**WHAT THE TASK ASKS**
Using the entries below, output exactly the line containing "Query: knuckle" and all lines that follow it to the end.

**MATERIAL FOR THIS EXERCISE**
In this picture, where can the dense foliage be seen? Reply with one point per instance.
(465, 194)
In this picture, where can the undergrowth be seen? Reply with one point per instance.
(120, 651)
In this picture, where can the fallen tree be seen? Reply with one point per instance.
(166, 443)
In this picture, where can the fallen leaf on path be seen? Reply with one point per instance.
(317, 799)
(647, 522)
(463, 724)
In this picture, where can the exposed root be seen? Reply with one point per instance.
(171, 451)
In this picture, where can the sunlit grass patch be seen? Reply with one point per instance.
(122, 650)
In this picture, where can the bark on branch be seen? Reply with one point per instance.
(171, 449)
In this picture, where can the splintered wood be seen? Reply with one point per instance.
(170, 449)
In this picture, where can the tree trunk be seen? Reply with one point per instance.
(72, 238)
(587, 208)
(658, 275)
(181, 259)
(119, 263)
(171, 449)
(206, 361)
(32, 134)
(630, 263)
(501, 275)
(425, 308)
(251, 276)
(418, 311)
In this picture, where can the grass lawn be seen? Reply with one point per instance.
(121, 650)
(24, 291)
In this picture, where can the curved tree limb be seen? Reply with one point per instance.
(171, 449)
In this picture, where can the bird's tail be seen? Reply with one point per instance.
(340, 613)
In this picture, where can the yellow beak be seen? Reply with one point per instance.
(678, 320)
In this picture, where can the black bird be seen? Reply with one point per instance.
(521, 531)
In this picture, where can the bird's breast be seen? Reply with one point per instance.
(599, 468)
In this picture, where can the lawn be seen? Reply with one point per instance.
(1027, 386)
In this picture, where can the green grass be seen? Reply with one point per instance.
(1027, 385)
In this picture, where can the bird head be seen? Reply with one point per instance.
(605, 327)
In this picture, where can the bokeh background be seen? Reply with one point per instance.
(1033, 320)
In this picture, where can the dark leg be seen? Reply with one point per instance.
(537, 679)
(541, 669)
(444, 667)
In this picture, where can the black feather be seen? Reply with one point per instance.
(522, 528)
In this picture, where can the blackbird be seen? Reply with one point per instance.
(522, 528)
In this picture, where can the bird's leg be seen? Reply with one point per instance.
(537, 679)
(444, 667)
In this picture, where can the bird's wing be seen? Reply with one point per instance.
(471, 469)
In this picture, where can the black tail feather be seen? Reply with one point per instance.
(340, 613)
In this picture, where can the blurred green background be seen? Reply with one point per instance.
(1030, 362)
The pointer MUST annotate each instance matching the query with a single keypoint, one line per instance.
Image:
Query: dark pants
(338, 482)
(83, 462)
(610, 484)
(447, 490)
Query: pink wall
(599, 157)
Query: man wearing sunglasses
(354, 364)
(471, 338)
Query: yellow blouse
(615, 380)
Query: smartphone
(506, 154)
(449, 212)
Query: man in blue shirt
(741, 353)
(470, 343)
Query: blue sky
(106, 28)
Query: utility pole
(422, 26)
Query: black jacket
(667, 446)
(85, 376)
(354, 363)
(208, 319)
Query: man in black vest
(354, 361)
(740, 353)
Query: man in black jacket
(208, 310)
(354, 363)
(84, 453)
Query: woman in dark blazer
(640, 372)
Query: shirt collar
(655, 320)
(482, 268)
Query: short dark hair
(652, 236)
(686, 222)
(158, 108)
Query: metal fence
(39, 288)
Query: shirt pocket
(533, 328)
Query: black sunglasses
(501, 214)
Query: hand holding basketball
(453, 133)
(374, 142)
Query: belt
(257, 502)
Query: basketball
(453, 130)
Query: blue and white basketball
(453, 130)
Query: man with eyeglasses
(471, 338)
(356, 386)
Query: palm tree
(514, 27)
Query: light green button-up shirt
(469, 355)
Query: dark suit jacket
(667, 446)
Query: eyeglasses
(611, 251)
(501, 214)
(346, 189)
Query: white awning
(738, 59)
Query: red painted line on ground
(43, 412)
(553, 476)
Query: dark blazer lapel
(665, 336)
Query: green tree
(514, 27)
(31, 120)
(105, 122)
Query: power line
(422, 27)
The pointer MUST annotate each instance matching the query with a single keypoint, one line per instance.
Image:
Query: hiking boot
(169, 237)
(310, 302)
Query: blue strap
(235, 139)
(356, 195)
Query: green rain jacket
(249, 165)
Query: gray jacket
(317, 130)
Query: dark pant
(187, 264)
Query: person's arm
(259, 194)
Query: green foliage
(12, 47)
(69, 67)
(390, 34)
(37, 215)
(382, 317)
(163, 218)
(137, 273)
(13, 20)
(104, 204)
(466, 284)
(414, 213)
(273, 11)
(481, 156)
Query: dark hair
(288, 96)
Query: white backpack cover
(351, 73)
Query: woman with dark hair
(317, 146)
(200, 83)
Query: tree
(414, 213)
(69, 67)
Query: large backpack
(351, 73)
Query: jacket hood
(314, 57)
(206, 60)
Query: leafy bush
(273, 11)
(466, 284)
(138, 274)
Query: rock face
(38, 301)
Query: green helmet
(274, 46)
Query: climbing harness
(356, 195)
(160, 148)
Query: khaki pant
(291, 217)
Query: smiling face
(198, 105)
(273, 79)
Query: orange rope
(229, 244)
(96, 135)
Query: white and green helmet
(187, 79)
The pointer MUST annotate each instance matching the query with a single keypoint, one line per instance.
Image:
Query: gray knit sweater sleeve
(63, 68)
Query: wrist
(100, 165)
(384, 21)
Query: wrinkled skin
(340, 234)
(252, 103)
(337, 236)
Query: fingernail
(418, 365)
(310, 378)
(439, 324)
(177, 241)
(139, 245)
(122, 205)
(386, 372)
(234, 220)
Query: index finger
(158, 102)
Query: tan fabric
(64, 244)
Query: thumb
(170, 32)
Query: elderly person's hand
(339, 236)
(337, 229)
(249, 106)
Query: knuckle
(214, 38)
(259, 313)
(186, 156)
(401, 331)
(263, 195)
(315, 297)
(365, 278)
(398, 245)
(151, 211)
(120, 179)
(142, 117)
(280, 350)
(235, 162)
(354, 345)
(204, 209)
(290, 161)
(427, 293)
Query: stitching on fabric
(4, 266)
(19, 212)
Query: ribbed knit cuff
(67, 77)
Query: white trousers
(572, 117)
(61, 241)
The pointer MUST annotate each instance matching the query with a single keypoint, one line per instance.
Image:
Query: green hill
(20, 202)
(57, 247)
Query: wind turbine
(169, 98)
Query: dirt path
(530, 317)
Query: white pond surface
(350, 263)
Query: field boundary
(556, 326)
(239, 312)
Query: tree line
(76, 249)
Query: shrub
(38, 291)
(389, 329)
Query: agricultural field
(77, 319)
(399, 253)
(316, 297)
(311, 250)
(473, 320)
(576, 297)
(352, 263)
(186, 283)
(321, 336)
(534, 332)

**OUTPUT FOR THIS EXERCISE**
Query: knuckle
(214, 38)
(259, 313)
(186, 156)
(401, 331)
(263, 195)
(315, 297)
(365, 278)
(398, 245)
(151, 211)
(120, 179)
(142, 117)
(280, 350)
(235, 162)
(354, 345)
(204, 209)
(290, 161)
(427, 293)
Query: stitching on fabric
(4, 266)
(19, 212)
Query: ribbed knit cuff
(67, 77)
Query: white trousers
(572, 117)
(61, 241)
The pointer MUST annotate each instance matching the query with a single keypoint, one line per instance.
Image:
Query: green hill
(20, 202)
(57, 247)
Query: wind turbine
(169, 98)
Query: dirt path
(530, 317)
Query: white pond surface
(350, 263)
Query: field boundary
(556, 326)
(239, 312)
Query: tree line
(76, 249)
Query: shrub
(38, 291)
(389, 329)
Query: agricultural field
(77, 319)
(399, 253)
(316, 297)
(311, 250)
(473, 320)
(576, 297)
(352, 263)
(186, 283)
(321, 336)
(534, 332)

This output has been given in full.